(LISTED ENTRIES):
· · · · · · ·

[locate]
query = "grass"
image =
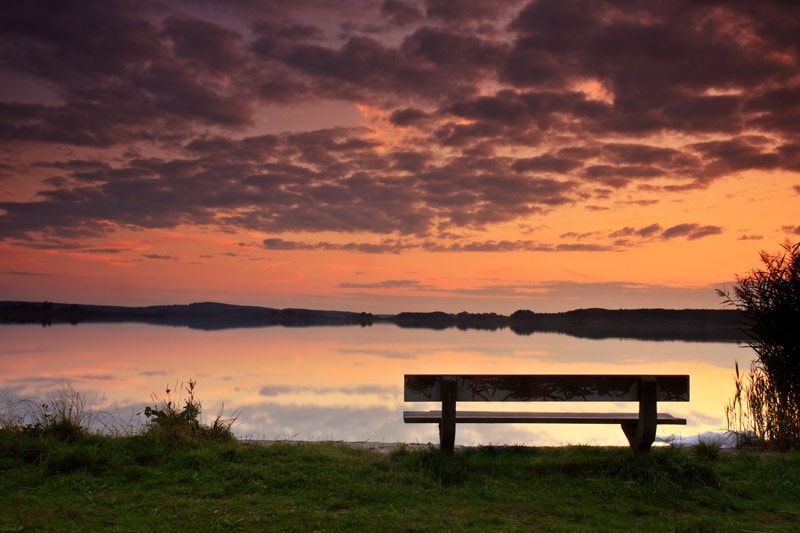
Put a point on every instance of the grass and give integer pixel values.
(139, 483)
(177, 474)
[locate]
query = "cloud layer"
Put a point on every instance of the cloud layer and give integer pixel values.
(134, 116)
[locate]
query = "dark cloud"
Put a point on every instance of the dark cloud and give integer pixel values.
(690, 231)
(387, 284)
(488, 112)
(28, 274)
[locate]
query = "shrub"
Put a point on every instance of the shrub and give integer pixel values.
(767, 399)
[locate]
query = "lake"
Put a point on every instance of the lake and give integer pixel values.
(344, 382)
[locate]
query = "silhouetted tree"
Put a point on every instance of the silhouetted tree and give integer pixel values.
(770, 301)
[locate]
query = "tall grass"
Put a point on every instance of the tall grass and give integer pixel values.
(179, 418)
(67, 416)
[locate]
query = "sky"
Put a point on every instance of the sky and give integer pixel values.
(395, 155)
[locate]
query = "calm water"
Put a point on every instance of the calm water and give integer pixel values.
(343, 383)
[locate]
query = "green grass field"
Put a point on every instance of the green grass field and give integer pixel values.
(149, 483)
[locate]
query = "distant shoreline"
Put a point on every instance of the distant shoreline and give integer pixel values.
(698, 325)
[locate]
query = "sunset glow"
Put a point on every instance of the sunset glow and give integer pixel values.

· · · · · · ·

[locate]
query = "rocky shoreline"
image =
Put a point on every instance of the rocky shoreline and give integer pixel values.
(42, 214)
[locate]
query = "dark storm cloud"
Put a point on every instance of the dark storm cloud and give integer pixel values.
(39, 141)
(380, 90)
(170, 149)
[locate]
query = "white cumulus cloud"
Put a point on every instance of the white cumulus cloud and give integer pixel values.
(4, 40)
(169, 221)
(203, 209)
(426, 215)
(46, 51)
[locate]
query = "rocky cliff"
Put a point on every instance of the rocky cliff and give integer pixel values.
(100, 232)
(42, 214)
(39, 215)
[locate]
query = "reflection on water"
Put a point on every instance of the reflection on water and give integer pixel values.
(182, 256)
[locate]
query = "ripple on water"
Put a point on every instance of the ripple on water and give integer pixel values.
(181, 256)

· · · · · · ·

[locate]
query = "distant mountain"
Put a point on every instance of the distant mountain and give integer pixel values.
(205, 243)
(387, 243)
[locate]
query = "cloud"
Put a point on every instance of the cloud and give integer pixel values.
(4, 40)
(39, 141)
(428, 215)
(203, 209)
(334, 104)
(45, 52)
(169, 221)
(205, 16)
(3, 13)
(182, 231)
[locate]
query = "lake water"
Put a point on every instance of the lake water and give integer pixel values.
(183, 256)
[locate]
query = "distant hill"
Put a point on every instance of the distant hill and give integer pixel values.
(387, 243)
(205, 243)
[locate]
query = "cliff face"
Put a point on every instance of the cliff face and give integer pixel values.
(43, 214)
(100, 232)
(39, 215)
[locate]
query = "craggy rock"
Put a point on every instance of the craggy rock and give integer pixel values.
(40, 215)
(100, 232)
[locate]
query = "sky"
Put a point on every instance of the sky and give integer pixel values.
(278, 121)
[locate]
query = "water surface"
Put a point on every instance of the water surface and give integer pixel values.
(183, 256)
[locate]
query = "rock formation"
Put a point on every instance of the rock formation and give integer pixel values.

· · · · · · ·

(EXERCISE TASK): Copy every line of the material above that contains the word "hill", treating uppercase and lowercase letters as distinct.

(FINISHED TASK):
query = "distant hill"
Put a point on every instance of the distant hill and give integer pixel values.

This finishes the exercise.